**YOUR INSTRUCTIONS**
Recast every entry below as a numbered list of its lines, leaving out blank lines.

**DATA ENTRIES**

□ □ □ □ □ □ □

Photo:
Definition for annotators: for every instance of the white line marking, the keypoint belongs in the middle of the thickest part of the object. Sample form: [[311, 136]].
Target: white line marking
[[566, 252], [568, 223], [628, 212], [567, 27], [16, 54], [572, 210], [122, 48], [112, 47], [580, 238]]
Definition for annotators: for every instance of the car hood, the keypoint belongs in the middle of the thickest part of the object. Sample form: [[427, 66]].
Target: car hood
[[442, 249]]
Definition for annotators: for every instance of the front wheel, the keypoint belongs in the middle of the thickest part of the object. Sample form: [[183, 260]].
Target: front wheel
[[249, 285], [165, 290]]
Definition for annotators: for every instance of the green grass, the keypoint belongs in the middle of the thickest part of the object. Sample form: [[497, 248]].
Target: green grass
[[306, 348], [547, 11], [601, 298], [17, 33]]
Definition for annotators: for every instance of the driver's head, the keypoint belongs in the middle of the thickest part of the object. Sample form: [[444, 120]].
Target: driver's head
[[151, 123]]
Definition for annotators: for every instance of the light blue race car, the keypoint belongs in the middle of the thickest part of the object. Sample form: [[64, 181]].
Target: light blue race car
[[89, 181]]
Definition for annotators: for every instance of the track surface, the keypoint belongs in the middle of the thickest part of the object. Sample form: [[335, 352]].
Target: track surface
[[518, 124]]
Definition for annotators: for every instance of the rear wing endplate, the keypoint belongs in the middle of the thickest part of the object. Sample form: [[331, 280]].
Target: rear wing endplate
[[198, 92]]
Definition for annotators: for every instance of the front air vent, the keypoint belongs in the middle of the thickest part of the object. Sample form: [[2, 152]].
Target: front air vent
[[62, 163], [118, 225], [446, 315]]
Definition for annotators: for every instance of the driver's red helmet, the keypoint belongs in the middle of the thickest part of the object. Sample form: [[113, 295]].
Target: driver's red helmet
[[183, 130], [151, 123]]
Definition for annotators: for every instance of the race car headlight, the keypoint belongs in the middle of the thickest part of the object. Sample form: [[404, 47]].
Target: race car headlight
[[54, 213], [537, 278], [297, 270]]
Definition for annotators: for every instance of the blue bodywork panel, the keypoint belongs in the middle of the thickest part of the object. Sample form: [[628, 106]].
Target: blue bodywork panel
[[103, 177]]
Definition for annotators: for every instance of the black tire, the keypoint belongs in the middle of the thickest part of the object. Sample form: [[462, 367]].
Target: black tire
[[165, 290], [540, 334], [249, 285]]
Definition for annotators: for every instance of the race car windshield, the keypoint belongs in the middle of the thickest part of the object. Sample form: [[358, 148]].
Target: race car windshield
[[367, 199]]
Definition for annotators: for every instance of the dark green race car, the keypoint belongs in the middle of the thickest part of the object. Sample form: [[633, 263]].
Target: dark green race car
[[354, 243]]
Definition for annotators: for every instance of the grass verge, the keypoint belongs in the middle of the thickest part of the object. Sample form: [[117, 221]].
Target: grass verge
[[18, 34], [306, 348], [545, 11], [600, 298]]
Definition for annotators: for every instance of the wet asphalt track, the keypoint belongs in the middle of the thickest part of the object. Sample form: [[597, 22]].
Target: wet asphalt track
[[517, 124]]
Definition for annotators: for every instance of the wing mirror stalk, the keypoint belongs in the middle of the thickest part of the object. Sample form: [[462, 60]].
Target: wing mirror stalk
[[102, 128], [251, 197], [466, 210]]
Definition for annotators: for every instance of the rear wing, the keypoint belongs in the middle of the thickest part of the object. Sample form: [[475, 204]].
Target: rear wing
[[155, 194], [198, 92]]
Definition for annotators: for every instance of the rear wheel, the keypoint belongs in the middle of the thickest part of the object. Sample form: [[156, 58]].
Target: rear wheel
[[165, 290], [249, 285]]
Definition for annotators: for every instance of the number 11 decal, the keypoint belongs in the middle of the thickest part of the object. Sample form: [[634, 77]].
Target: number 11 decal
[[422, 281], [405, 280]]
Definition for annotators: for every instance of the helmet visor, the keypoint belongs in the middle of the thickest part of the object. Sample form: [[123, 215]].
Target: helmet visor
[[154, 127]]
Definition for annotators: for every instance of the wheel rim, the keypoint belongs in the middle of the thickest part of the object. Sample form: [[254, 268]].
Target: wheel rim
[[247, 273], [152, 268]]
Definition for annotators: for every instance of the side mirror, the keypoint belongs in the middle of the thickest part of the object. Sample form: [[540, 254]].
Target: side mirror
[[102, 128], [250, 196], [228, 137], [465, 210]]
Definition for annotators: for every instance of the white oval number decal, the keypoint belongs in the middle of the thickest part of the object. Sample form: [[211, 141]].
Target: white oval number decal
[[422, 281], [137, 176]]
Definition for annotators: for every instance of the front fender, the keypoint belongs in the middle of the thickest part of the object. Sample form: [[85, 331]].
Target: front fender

□ □ □ □ □ □ □

**RIGHT ANSWER**
1. Photo:
2. Definition for annotators: for every instance of the white line marking, the keypoint belongs in the middle of the thickest part of the object. Sample form: [[311, 136]].
3. Target: white line marking
4. [[566, 252], [568, 223], [628, 212], [567, 27], [16, 54], [572, 210], [122, 48], [112, 47], [580, 238]]
5. Definition for annotators: for every instance of the car hood, the keypoint belongs in the middle of the thickest part of the object. Sample form: [[427, 66]].
6. Target: car hood
7. [[442, 249]]
8. Definition for annotators: for every instance of the front wheel, the keypoint belongs in the middle of the thickest part of the object. Sample form: [[183, 260]].
9. Target: front wheel
10. [[249, 285], [165, 290]]
11. Definition for annotators: for every instance of the green grass, the keypoint belongs in the middle of the thickest part of the object. Sample form: [[497, 248]].
12. Target: green grass
13. [[306, 348], [547, 11], [601, 298], [17, 33]]
14. Definition for annotators: for every instance of the driver's head, the keypoint belongs in the middle of the thickest part of the object. Sample form: [[444, 120]].
15. Target: driver's head
16. [[151, 123]]
17. Definition for annotators: for every instance of the light blue race car, the keypoint belongs in the middle of the thickest part of the object. Sample form: [[64, 181]].
18. Target: light blue race car
19. [[89, 181]]
20. Definition for annotators: for every instance of the track surface, the keypoint belongs in the middle of the thickest part of the object. Sample form: [[335, 352]].
21. Target: track surface
22. [[518, 124]]
23. Definition for annotators: for every instance of the rear wing endplate, the keypoint belongs in the middle of the thickest part of the object. Sample form: [[331, 280]].
24. Target: rear wing endplate
25. [[198, 92]]
26. Definition for annotators: for every instance of the front air vent, the keypoint belongs in the middle of the thickest part of the object. Sample form: [[2, 152]].
27. Target: front air vent
28. [[62, 163], [118, 225], [446, 315]]
29. Definition for annotators: for every instance of the driver's red helmet, the keypoint belongs in the middle of the thickest part of the object. Sample form: [[113, 295]].
30. Target: driver's red helmet
31. [[183, 130], [151, 123]]
32. Definition for annotators: for every instance of the race car headlight, the keypoint belongs in the middle of the thickest part of the object. Sample form: [[404, 47]].
33. Target: race car headlight
34. [[54, 213], [537, 278], [297, 270]]
35. Definition for annotators: for every instance of the blue bodywork panel, the keypoint belongs in the middle of the thickest part of the object. Sample form: [[628, 106]].
36. Target: blue bodywork panel
37. [[103, 177]]
38. Definition for annotators: for every instance of the black tire, the keypoint belongs in the middle of the thickest part of the object. Sample form: [[462, 367]].
39. Target: black tire
40. [[165, 290], [540, 334], [249, 285]]
41. Definition for annotators: for every instance of the race car windshield, the keypoint belongs in the middle of the thickest part of the object. Sample form: [[358, 148]].
42. Target: race car windshield
43. [[367, 199]]
44. Definition for annotators: for every instance of the dark green race car, the keypoint belongs in the middle of the thickest part of the object. Sample form: [[633, 263]].
45. Target: dark green race car
46. [[354, 243]]
47. Definition for annotators: for every instance of the grass verge, the keypoint belongs in the middle of the thickest part of the object. Sample form: [[117, 221]].
48. Target: grass verge
49. [[18, 34], [306, 348], [545, 11], [600, 298]]
50. Definition for annotators: for every instance of the wet asphalt track, the keypoint belongs in the middle of the thickest part of the object. Sample form: [[597, 22]].
51. Target: wet asphalt track
52. [[517, 124]]
53. Definition for annotators: for every instance of the wing mirror stalk, the keypoint belongs in the middle of the thickest part of the object. Sample form: [[462, 60]].
54. Target: wing mirror stalk
55. [[102, 128], [251, 197], [466, 210]]
56. Definition for annotators: for every instance of the rear wing, the keypoint belongs in the middle of the thickest part of the object. Sample form: [[475, 204]].
57. Target: rear wing
58. [[155, 194], [198, 92]]
59. Definition for annotators: for every instance of the rear wheel, the keypoint belongs in the middle of the thickest part of the object. Sample form: [[156, 58]].
60. Target: rear wheel
61. [[165, 290], [249, 285]]
62. Definition for annotators: for every instance of the number 11 decal, the keypoint belongs in the middle of the thickest part of the object. Sample form: [[634, 77]].
63. Target: number 11 decal
64. [[422, 281], [405, 280]]
65. Definition for annotators: for every instance of the helmet visor, the keypoint belongs in the middle of the thickest part of the object. Sample form: [[123, 215]].
66. Target: helmet visor
67. [[154, 127]]
68. Definition for annotators: for every instance of the wheel rim, the keypoint belongs in the middle of the thickest part of the object. Sample form: [[254, 268]].
69. Target: wheel rim
70. [[247, 273], [152, 268]]
71. Definition for annotators: for every instance of the side mirror, the keypoint belongs in the middle of the thickest part of the object. Sample form: [[540, 254]].
72. Target: side mirror
73. [[102, 128], [250, 196], [228, 137], [465, 210]]
74. Definition for annotators: for every instance of the white oval number decal, the keypoint belongs in the middle of the thickest part of the object. Sample form: [[211, 141]].
75. Target: white oval number decal
76. [[422, 281], [137, 176]]
77. Definition for annotators: for every instance of the front fender, the keypoint belongs in the middle of the thickest part of the object. Sample form: [[85, 331]].
78. Target: front fender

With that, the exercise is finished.